### COMPITI ED ESERCIZI
A – Indica se ciascuna affermazione concorda con l'estratto sul ricorso, rispondendo sì o no e citando testualmente le parole decisive: (i) secondo il ricorrente, la chiusura in alluminio serviva solo a riparare dagli agenti atmosferici; (ii) il Comune di Taormina aveva qualificato strutture simili come permanenti; (iii) la tettoia aperta aveva una copertura isopak.
B – Prosegui l'estratto sul ricorso a partire dall'ultima frase riportata.

### ESTRATTO DEL DOCUMENTO
-----

Il ricorrente deduce l’inesatta qualificazione della tipologia di opere realizza-

In sostanza si sarebbe trattato di un’opera precaria realizzata con tubolari in
ferro e chiusura in alluminio.
La stessa sentenza avrebbe contraddittoriamente ritenuto l’applicazione della diversa disciplina per una tettoia aperta con tubolari in ferro e copertura isopak, ritenuta precaria.
In realtà, entrambe le strutture sarebbero precarie, in quanto l’esistenza di
una chiusura in alluminio sarebbe stata finalizzata al solo riparo dagli agenti atmosferici.
Anche il Comune di Taormina, all’atto della concessione della autorizzazione
edilizia, qualificava altre strutture simili come precarie.
Inoltre la legislazione regionale prevedrebbe la possibilità di realizzare opere
relative a stabilimenti balneari ricadenti sul demanio, aventi durata limitata alla
concessione demaniale.

-----

### REGISTRO DEI DATI
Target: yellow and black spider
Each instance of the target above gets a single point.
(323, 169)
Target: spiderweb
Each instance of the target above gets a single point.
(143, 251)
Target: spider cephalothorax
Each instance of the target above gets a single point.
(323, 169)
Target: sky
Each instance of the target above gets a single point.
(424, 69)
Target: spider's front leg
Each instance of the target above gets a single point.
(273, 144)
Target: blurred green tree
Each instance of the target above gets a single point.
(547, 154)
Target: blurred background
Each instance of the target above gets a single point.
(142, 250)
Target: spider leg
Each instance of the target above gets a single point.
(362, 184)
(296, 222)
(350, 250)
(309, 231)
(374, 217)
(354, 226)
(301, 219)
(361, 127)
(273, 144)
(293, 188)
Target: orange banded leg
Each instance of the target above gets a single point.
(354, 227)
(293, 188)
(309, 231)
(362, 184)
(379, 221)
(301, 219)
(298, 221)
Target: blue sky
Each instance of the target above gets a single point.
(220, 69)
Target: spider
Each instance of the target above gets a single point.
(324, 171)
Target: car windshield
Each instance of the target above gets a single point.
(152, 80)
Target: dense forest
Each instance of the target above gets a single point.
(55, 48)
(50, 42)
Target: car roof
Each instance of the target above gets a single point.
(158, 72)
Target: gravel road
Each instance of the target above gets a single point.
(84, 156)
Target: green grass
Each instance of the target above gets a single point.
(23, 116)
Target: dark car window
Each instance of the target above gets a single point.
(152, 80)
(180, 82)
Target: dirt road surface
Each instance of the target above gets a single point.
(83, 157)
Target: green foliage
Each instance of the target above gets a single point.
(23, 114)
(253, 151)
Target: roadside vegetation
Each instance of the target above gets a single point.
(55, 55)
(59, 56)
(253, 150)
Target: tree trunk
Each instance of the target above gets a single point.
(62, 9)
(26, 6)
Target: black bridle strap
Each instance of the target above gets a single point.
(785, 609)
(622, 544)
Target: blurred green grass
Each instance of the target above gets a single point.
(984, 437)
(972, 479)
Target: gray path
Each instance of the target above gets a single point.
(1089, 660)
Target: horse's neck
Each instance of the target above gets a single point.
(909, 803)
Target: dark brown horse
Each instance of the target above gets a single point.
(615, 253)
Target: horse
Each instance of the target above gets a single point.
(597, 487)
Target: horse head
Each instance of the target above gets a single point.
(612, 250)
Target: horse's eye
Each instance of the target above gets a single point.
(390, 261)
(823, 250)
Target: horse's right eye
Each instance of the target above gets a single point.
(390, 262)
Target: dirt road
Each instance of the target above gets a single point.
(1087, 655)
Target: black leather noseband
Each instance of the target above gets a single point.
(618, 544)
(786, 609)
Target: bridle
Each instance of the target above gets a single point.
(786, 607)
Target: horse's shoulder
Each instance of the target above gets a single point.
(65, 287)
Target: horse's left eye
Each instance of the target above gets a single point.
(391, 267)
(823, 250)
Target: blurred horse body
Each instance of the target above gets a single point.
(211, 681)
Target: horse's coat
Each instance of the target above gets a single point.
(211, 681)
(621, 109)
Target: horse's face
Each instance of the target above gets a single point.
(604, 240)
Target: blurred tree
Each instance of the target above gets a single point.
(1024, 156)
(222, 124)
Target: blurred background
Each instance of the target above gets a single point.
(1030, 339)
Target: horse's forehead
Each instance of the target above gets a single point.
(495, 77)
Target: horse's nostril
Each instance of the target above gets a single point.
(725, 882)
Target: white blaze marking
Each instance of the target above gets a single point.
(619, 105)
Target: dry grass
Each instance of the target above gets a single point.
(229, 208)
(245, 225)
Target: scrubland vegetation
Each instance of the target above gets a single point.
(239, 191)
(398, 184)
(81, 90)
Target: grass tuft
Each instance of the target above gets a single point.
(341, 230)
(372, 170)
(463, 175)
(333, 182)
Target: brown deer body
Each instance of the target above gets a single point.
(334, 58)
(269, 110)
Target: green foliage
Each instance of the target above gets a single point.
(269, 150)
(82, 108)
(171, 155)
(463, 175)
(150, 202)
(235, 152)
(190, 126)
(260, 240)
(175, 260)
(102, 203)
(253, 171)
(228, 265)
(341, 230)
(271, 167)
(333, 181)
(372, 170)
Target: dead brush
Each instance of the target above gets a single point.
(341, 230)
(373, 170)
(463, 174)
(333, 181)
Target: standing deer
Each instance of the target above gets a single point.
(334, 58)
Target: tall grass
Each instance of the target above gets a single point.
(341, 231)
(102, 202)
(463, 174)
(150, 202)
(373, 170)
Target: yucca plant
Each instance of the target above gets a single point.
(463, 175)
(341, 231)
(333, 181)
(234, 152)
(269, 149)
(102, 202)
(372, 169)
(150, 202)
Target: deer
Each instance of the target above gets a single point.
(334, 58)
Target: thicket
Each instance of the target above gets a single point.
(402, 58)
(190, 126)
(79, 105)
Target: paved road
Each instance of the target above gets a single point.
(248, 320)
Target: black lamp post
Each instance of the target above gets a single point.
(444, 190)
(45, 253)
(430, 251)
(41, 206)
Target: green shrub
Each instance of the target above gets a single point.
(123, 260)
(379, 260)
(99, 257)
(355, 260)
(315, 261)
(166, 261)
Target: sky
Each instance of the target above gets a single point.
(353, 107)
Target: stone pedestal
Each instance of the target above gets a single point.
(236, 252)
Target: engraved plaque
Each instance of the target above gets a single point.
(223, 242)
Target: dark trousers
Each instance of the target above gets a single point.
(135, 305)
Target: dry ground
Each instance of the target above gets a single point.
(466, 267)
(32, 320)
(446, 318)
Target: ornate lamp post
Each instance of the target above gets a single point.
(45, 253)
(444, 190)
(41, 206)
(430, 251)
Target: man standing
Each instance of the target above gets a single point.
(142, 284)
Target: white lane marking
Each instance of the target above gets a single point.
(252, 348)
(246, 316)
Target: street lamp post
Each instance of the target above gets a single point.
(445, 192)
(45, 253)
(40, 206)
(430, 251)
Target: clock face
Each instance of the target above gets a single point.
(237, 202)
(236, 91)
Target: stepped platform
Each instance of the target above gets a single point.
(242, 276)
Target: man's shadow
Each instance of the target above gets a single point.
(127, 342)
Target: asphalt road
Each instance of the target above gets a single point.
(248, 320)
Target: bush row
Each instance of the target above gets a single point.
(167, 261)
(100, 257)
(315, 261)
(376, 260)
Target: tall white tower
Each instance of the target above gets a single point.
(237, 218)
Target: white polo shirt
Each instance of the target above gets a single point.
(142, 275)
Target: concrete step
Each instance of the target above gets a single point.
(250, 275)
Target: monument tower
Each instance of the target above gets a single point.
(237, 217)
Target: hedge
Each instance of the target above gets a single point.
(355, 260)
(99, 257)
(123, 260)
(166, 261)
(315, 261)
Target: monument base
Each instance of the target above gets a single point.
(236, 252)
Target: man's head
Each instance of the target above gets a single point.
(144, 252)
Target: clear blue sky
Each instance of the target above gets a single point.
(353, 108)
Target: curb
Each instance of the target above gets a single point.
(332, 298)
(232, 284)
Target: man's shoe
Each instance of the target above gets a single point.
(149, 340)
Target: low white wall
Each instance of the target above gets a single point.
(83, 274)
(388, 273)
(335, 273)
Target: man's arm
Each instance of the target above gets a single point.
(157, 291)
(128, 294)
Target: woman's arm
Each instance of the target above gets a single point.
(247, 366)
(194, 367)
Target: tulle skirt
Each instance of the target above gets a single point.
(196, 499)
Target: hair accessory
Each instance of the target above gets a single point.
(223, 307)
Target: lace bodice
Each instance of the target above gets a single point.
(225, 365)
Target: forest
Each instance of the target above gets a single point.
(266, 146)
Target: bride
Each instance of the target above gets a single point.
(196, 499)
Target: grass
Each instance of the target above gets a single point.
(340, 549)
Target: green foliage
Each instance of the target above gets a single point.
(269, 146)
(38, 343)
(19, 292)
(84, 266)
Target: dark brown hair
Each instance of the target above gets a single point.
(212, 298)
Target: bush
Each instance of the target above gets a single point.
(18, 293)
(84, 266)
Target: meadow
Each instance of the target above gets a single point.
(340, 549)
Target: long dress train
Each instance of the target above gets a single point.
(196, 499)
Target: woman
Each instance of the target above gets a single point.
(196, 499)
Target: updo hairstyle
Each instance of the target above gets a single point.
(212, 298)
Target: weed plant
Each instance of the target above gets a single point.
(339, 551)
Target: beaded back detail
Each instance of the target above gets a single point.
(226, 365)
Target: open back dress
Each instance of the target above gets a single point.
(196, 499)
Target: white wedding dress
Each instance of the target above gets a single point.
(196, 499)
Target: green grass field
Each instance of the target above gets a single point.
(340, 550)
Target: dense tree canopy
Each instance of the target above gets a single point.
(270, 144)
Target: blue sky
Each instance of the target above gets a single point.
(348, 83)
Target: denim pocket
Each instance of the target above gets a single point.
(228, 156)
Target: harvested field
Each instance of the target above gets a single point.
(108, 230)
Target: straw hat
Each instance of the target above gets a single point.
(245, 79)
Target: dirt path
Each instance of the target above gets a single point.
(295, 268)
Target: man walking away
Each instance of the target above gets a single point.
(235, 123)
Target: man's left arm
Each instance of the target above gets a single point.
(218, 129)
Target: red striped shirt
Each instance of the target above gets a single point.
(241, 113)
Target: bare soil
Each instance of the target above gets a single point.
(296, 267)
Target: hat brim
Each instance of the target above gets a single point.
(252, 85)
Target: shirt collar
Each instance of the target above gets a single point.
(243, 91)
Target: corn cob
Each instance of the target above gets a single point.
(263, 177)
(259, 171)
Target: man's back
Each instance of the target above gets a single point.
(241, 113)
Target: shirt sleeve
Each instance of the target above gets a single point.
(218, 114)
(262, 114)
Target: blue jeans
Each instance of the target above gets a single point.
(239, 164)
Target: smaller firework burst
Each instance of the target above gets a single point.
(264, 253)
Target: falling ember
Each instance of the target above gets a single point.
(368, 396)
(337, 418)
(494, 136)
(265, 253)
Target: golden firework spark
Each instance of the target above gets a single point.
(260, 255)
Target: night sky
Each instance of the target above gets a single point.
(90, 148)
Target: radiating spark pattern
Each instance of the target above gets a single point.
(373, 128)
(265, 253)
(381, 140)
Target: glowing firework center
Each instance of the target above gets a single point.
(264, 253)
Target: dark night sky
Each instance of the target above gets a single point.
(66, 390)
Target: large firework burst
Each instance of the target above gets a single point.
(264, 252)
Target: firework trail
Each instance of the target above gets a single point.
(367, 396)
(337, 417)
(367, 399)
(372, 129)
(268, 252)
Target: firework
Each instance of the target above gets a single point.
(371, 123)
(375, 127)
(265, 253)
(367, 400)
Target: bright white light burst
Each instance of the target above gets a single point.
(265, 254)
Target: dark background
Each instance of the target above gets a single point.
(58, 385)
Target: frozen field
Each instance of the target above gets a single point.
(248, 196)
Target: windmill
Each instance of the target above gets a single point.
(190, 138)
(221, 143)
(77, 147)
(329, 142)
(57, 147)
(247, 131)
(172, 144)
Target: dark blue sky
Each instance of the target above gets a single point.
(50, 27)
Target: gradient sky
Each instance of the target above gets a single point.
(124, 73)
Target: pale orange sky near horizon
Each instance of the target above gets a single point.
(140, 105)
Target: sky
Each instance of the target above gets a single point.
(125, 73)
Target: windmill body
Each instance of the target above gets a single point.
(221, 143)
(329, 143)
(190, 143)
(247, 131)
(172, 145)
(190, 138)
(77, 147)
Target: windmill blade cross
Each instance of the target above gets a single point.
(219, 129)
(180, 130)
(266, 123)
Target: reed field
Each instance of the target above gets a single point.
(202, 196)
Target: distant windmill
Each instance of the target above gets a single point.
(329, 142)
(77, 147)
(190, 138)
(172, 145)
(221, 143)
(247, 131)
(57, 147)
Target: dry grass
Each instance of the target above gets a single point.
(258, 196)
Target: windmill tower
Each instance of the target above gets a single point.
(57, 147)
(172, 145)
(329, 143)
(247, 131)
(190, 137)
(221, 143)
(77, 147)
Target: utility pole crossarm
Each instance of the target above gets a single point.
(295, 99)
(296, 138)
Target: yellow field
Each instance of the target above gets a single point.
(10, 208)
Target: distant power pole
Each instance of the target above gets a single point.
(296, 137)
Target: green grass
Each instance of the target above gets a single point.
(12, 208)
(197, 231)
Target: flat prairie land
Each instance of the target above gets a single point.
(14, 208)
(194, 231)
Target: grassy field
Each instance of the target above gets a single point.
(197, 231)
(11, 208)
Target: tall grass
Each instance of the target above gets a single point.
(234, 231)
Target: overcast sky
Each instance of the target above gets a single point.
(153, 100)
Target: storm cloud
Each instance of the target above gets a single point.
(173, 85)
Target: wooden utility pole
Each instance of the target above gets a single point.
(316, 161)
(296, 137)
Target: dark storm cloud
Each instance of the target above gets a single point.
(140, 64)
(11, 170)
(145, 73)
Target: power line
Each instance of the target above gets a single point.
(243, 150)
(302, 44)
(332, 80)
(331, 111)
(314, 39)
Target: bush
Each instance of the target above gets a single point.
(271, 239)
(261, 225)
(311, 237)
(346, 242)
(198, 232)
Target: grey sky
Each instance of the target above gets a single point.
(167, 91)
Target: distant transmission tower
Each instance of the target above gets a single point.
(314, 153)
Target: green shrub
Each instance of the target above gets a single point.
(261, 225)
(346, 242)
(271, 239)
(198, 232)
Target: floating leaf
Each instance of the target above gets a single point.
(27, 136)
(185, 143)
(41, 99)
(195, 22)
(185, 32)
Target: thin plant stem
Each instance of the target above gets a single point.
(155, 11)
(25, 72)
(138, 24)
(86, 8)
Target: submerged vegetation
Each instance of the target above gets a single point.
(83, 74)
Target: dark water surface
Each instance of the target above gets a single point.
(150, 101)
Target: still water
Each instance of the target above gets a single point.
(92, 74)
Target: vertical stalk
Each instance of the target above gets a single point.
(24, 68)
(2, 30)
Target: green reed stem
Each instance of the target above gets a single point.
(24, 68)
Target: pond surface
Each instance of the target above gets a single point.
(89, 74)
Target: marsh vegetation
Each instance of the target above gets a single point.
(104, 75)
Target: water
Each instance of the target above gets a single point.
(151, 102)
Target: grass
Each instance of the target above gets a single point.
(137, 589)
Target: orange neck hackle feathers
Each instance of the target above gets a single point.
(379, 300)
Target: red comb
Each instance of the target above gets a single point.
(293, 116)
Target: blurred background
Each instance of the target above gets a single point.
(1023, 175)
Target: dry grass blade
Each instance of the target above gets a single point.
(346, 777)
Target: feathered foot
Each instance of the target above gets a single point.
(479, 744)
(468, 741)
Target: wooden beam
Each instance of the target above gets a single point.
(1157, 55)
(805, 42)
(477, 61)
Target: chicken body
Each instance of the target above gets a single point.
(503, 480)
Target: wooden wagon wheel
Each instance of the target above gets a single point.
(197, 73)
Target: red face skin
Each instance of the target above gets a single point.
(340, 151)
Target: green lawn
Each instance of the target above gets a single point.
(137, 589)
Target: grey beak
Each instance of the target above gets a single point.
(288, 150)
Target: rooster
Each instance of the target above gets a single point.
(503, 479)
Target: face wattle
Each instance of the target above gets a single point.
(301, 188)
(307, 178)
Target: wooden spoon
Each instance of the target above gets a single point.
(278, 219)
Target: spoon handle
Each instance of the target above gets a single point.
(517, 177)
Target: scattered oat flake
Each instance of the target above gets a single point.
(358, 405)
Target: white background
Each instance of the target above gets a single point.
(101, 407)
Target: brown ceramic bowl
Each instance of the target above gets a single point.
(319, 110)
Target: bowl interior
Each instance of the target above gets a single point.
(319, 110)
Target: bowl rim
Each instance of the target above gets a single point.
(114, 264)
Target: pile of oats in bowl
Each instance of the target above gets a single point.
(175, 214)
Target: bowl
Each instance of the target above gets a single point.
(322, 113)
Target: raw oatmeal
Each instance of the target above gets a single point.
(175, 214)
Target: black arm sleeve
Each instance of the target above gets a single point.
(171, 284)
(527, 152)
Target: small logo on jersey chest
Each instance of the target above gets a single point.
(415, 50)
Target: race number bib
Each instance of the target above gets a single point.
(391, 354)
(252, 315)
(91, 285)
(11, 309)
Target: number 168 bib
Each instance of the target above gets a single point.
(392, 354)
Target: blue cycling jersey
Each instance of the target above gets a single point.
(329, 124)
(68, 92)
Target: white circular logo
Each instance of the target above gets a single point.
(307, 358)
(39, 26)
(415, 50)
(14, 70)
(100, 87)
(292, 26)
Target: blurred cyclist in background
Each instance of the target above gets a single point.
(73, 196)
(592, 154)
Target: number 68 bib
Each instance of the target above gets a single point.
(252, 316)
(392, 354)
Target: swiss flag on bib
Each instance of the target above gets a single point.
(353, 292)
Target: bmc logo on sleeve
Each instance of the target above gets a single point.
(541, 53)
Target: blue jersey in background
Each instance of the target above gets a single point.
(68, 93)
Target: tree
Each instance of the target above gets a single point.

-----

### RISULTATI DELL'ESERCIZIO
A –
(i) Sì: «finalizzata al solo riparo dagli agenti atmosferici».
(ii) No: «qualificava altre strutture simili come precarie».
(iii) Sì: «una tettoia aperta con tubolari in ferro e copertura isopak».

B –
Tra tali opere, pur non rientrando quelle con carattere di stagionalità, che richiederebbero la necessità della concessione per l’utilizzo ripetibile, rientrebbero
invece quelle con carattere di accessorietà e pertinenzialità rispetto ad impianti
esistenti, come nel caso di specie.
Pertanto alla fattispecie andrebbe applicata la normativa regionale di cui alla
L.R. 37/85, che prevede l’esclusiva sanzione amministrativa.
Nei motivi aggiunti il ricorrente aggiunge la considerazione che la precarietà
dell’opera impedisce di integrare un apprezzabile livello di offensività del reato.
Le opere, per la loro natura precaria, non comporterebbero effetti permanenti definitivi sull’assetto del territorio tali da giustificare il preventivo rilascio
del permesso di costruire.
Rileva, infine, l’avvenuta prescrizione del reato di cui al capo b) in data
2.3.2015.
b. Erronea applicazione della legge penale (art. 606 lett. b) cod. proc. pen.)
con riferimento all’art. 181 co. 1 bis D.L.vo 42/04.
Il ricorrente deduce l’insussistenza della violazione della normativa a tutela
del paesaggio e il sopravvenuto accertamento di compatibilità ambientale.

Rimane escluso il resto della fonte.